STATED GOAL: Show every line below that contains the string "outcrop", treating uppercase and lowercase letters as distinct.

[Excerpt from a dataset]
▼

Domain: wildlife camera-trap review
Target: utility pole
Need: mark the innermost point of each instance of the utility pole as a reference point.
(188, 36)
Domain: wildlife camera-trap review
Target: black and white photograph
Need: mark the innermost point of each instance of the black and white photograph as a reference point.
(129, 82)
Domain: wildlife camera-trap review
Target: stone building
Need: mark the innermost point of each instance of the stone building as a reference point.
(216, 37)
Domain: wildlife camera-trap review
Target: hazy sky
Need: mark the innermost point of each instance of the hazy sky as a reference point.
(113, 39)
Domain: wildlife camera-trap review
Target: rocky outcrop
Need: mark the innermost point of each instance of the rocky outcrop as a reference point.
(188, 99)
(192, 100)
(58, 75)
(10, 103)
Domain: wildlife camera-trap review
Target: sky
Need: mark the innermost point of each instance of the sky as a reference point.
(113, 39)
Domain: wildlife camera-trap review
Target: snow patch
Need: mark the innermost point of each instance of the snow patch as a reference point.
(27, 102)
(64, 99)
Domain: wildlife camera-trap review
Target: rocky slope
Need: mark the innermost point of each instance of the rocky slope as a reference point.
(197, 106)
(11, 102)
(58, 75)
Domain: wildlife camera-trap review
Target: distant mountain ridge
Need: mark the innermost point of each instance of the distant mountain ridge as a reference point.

▲
▼

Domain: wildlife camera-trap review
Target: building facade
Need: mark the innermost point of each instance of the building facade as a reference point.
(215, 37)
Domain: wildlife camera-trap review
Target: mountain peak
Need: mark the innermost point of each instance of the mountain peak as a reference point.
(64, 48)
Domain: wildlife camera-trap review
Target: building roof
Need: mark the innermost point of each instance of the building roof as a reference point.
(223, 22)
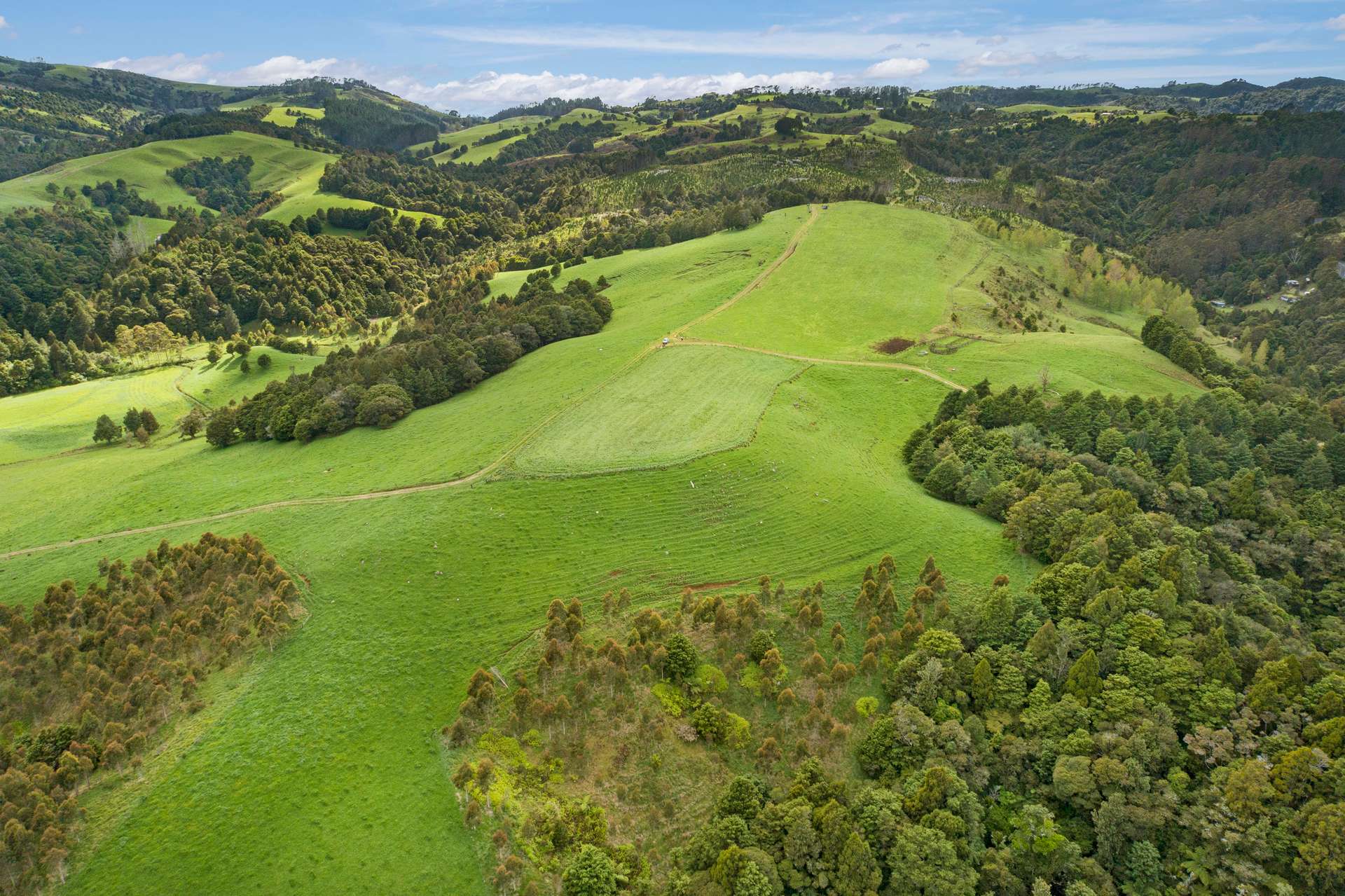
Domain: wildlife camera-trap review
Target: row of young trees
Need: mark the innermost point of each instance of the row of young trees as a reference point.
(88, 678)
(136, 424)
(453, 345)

▲

COMPLETED TASK:
Target: rocky outcrop
Need: mark the innermost point of each instance of the rocky outcrop as a reference point.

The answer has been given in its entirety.